Mais si le BIPR se croit capable d'utiliser le matérialisme historique de manière unilatérale en mettant en avant une supposée vérité évidente des faits, il est aussi coupable d'utiliser des schémas mécaniques pour inventer des faits inexistant. Selon son tract internationaliste contre la guerre en ex-Yougoslavie, il défend que l'objectif principal de l'intervention de l'OTAN était de “s'assurer le contrôle du pétrole du Caucase”. Comment le BIPR a-t-il pu arriver à une telle fantaisie ? En appliquant le schéma selon lequel la principale force motrice derrière l'impérialisme aujourd'hui est la recherche du profit économique “pour s'assurer le contrôle et la gestion du pétrole, de la rente pétrolifère et des marchés financiers ou commerciaux.”
Peut-être est-ce là un schéma matérialiste, mais c'est du matérialisme mécanique. En effet, même si le facteur principal de l'impérialisme moderne reste les contradictions économiques fondamentales du capitalisme, ce schéma ignore les facteurs politiques et stratégiques qui sont devenus prédominant dans le conflit entre les Etats nations.
_ _ _
_CONSIGNE DONNÉE 1:_ D'après le texte sur le BIPR, quel était l'objectif principal de l'intervention de l'OTAN selon le tract internationaliste de cette organisation ?
_CONSIGNE DONNÉE 2:_ Dans le texte sur le BIPR, relevez tout ce dont l'impérialisme chercherait à s'assurer le contrôle et la gestion selon le schéma cité.
_CONSIGNE DONNÉE 3:_ Rédigez la suite du texte sur le BIPR à partir de sa dernière phrase, s'il vous plaît.
_ _ _
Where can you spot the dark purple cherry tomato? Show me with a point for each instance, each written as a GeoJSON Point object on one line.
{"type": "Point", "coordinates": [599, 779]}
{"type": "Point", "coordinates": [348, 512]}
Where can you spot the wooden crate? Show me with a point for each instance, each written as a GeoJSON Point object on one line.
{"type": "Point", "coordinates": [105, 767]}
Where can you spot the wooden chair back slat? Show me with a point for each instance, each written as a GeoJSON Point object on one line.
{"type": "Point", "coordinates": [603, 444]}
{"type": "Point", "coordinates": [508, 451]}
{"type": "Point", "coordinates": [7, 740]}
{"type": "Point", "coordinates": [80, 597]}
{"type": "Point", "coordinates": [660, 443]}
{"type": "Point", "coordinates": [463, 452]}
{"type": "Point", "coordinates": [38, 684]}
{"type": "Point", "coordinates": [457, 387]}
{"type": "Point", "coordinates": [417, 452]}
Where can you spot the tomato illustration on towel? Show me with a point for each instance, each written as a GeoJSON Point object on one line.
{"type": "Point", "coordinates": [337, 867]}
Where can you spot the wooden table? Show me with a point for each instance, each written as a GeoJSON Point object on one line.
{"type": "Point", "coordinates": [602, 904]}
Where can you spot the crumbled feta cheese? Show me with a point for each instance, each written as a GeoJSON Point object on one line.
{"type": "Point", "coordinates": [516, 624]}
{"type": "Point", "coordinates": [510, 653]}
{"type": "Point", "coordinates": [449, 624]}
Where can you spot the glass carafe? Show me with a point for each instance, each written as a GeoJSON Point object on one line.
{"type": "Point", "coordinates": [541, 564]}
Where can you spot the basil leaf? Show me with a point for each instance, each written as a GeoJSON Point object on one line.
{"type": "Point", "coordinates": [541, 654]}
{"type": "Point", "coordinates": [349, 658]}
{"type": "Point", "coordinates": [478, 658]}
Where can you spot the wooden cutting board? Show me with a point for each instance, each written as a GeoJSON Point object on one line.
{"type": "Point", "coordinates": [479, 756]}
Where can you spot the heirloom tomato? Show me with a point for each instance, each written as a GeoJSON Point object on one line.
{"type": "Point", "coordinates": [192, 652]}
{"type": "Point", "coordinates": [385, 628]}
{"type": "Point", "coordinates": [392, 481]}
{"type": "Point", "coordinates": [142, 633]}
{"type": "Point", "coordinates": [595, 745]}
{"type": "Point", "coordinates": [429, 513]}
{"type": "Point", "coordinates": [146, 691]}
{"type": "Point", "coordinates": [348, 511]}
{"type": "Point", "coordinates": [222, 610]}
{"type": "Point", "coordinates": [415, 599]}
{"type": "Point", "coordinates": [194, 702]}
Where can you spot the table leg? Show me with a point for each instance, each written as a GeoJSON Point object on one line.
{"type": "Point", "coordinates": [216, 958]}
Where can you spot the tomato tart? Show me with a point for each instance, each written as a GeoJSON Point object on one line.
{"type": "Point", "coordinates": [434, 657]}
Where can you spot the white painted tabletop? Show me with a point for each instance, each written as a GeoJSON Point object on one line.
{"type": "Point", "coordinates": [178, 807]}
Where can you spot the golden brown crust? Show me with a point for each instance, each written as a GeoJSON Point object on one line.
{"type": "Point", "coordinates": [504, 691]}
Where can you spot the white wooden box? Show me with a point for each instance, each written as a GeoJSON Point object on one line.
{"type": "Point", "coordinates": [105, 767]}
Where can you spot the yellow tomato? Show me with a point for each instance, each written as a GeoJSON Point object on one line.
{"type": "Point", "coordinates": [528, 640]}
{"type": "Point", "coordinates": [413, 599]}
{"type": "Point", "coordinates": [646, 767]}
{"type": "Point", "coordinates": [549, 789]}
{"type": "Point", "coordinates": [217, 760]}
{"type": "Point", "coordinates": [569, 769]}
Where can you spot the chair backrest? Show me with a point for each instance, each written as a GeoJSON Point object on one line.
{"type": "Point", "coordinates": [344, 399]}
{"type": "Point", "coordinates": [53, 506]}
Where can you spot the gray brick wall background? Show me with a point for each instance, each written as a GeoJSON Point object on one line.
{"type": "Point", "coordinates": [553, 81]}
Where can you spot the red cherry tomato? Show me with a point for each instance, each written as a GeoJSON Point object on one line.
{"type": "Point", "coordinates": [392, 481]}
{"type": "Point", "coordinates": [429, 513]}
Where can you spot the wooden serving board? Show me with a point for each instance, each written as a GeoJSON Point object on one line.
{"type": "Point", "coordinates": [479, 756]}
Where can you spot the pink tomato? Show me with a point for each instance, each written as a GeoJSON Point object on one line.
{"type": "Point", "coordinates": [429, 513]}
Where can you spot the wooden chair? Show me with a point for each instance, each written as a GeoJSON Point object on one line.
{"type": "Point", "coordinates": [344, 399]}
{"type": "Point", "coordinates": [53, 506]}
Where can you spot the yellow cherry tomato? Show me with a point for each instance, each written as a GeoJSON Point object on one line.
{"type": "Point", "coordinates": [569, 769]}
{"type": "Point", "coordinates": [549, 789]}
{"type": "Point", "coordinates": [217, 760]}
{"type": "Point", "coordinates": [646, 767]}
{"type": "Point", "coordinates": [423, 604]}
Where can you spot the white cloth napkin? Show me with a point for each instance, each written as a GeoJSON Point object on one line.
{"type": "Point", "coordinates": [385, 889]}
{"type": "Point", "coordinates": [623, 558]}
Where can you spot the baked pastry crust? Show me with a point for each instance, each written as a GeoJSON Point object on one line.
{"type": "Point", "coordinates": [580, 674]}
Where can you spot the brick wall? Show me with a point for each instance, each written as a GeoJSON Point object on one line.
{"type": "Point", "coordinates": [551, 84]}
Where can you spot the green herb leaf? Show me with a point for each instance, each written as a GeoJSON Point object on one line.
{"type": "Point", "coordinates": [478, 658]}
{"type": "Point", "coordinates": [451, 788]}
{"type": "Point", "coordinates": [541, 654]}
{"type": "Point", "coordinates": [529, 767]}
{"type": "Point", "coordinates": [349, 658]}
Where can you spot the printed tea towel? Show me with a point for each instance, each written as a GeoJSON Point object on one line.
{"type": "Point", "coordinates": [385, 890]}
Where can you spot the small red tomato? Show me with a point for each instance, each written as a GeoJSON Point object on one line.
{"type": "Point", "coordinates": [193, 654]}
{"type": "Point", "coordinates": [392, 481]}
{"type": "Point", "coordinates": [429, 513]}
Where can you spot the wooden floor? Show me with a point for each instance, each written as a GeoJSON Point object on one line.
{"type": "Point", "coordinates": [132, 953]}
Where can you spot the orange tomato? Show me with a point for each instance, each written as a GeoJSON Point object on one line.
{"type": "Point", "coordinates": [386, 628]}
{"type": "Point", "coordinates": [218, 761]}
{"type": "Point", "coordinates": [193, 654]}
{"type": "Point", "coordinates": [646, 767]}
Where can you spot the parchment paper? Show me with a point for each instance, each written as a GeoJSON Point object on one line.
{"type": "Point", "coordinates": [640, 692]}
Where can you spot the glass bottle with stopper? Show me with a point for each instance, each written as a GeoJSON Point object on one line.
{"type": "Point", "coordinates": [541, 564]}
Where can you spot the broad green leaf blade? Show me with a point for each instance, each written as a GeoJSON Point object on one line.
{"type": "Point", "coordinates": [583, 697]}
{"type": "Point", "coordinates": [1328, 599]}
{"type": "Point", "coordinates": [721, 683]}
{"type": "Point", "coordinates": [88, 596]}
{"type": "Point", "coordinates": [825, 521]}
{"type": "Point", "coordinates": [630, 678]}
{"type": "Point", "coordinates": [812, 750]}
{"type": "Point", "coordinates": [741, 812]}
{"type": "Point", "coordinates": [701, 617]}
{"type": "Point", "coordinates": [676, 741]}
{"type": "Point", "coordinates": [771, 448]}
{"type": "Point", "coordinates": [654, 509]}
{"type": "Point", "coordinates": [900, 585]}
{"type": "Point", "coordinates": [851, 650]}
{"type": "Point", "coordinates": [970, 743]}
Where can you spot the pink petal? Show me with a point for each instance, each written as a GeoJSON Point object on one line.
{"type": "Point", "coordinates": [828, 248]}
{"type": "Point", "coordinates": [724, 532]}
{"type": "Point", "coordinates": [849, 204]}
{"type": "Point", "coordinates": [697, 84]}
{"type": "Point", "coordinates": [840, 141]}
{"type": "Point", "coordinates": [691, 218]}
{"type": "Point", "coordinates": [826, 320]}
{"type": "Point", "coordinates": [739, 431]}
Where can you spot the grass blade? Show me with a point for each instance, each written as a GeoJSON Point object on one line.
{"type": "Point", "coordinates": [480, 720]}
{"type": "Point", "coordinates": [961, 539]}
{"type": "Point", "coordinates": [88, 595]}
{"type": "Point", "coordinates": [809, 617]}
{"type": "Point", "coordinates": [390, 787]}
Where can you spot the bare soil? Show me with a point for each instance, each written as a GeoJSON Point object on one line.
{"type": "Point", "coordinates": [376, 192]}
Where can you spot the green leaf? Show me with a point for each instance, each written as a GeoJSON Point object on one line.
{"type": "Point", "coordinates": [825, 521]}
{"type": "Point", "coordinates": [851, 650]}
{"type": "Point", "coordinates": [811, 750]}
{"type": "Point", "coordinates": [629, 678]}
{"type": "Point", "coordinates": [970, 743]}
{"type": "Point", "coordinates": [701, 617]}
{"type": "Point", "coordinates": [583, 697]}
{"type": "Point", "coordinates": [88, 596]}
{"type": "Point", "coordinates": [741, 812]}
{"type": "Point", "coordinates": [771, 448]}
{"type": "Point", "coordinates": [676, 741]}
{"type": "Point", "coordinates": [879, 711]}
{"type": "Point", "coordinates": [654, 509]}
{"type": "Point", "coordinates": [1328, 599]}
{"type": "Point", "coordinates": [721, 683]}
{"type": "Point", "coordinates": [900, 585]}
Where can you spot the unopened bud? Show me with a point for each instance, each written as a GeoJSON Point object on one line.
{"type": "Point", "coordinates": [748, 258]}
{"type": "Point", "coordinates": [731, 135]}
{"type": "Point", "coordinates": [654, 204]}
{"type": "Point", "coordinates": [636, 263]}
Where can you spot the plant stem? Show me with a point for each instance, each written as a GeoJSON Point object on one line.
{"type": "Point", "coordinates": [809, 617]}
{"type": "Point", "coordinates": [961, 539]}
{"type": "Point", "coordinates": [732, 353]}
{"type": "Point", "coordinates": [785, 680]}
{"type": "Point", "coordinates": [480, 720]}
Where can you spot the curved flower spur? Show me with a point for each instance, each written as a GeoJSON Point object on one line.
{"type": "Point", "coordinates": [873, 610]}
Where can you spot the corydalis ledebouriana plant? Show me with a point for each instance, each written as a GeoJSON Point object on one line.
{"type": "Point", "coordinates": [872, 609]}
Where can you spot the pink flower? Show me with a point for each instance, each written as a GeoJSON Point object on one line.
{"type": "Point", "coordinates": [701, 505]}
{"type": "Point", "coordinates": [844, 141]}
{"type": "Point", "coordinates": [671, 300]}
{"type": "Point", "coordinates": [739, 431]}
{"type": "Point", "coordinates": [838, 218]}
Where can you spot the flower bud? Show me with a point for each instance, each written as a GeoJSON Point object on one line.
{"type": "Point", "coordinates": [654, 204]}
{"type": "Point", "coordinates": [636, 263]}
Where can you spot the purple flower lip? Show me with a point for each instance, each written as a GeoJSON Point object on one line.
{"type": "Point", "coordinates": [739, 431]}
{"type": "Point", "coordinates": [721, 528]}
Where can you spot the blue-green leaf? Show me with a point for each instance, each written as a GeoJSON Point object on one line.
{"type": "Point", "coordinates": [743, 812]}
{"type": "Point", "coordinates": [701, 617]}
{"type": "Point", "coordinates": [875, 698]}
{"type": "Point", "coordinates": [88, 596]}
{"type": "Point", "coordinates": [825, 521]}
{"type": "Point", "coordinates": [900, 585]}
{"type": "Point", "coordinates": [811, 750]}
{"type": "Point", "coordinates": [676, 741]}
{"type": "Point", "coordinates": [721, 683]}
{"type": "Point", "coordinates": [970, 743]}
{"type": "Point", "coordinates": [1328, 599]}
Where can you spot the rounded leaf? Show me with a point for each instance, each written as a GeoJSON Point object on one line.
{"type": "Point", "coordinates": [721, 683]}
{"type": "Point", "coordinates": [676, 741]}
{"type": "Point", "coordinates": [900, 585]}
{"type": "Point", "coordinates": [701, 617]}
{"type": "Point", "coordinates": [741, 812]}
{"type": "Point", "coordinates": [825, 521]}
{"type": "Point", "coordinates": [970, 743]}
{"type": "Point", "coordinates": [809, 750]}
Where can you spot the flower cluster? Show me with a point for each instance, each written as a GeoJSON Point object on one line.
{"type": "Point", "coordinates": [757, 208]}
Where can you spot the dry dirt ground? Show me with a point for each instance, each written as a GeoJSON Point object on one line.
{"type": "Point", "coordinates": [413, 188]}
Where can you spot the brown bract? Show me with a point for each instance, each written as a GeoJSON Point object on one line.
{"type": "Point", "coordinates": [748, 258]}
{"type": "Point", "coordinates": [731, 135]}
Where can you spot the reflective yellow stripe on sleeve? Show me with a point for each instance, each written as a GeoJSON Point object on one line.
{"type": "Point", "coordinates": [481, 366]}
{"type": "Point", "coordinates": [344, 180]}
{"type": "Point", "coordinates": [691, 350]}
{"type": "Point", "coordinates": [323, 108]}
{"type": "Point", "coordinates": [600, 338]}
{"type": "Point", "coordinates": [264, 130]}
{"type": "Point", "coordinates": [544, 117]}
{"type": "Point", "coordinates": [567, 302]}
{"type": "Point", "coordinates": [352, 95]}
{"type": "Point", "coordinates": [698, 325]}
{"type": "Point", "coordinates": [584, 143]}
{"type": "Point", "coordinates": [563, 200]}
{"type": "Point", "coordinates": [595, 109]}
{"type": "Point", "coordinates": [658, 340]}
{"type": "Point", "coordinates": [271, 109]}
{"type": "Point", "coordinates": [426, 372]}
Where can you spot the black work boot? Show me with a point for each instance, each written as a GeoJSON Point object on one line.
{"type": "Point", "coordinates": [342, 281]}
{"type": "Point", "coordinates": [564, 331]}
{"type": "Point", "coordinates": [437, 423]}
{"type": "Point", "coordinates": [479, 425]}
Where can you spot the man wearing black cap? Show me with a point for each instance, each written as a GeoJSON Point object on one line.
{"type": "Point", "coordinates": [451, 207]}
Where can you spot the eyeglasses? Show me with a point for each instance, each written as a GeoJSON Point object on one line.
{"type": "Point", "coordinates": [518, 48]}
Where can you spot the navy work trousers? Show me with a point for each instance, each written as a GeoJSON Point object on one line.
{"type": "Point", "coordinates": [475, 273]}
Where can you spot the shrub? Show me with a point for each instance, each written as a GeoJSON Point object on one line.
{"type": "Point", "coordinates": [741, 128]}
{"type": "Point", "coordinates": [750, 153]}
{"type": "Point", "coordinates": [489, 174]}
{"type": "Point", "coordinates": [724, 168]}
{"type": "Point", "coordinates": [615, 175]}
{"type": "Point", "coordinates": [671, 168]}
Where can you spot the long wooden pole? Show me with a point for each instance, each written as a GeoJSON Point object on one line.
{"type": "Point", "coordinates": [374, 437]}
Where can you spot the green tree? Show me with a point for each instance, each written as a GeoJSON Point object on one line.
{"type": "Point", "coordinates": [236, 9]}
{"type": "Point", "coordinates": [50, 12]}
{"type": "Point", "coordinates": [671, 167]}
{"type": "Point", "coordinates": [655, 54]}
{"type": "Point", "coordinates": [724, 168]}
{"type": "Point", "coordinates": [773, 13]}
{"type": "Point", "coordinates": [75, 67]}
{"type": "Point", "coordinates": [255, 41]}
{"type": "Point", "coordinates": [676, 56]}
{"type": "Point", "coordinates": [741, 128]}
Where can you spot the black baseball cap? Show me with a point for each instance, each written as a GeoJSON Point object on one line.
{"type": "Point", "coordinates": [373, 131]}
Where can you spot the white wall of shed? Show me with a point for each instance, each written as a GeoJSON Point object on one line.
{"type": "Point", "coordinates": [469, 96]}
_ _ _
_RÉPONSE RÉDIGÉE 1:_ S'assurer le contrôle du pétrole du Caucase.

_RÉPONSE RÉDIGÉE 2:_
- le pétrole
- la rente pétrolifère
- les marchés financiers ou commerciaux

_RÉPONSE RÉDIGÉE 3:_
Si le BIPR adopte une approche empiriste quand il est confronté à la question du rôle de la classe ouvrière dans tout événement à l'échelle de l'histoire, il montre que sur les questions les plus générales et les plus décisives il est parfaitement capable de voir de façon marxiste ce que le bon sens commun est incapable de faire. Son tract sur la guerre –comme les tracts des autres groupes de la gauche communiste– a révélé que derrière les buts prétendument humanitaires des grandes puissances unies au Kosovo, une confrontation plus large et inévitable avait lieu. Il a montré que les pacifistes et les gauchistes, malgré leurs grandes déclarations contre la violence, entretenaient en réalité les feux de la guerre. Finalement, même s'il ne pouvait voir le prolétariat comme une force dans la situation présente, il affirmait cependant que la lutte de la classe ouvrière menant à la révolution communiste était le seul moyen d'échapper à la barbarie capitaliste croissante.
La position prolétarienne internationaliste sur la guerre impérialiste, commune aux différents groupes de la gauche communiste, partagée par le CCI et le BIPR, est parfaitement marxiste et donc fidèle à la méthode du matérialisme historique.
Donc, au moins sur ce point, l'accusation d'idéalisme contre le CCI s'écroule complètement.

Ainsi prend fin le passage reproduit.